**Task description:**
Pull out every line of the records below that contains the word "cabinet", and copy each one unchanged.

**Data for the task:**
++++++++

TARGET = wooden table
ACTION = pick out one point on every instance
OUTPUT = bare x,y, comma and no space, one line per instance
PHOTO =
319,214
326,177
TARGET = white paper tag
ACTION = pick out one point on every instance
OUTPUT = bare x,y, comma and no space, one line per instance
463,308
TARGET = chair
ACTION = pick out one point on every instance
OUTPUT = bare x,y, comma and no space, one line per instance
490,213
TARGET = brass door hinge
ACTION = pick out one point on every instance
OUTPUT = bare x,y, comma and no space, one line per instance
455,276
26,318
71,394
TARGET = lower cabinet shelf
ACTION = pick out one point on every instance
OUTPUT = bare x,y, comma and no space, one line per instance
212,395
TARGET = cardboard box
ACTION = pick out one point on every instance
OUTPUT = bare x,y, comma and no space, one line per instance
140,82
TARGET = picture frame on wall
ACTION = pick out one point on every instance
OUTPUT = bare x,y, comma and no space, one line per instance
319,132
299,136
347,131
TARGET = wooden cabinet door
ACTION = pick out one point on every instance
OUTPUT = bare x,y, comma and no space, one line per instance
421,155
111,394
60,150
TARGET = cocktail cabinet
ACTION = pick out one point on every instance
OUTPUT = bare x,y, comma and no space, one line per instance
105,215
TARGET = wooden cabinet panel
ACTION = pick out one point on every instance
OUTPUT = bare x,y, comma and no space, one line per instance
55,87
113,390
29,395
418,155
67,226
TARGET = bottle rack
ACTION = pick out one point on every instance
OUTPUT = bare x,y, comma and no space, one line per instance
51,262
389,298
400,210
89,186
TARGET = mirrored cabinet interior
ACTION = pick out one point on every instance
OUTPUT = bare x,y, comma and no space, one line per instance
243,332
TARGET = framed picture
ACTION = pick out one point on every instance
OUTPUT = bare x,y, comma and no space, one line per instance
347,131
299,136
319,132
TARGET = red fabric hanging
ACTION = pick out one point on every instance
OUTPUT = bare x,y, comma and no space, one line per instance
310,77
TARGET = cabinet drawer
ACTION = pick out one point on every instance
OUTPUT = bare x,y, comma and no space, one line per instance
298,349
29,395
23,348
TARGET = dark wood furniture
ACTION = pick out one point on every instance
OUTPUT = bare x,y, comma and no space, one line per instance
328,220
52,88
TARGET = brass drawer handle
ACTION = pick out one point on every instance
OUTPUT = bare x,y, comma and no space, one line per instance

++++++++

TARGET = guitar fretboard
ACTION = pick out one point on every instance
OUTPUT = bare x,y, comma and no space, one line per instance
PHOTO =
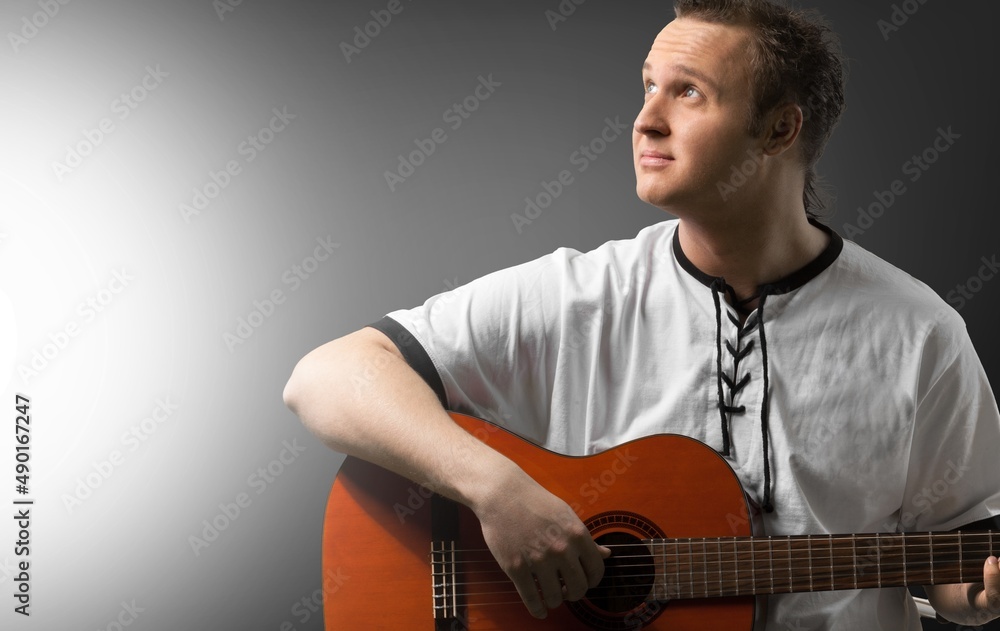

++++++++

**Task output:**
TARGET = lower cabinet shelf
TARGET = wooden cabinet door
TARGET = cocktail cabinet
TARGET = wooden cabinet panel
TARGET = mirrored cabinet interior
TARGET = cabinet drawer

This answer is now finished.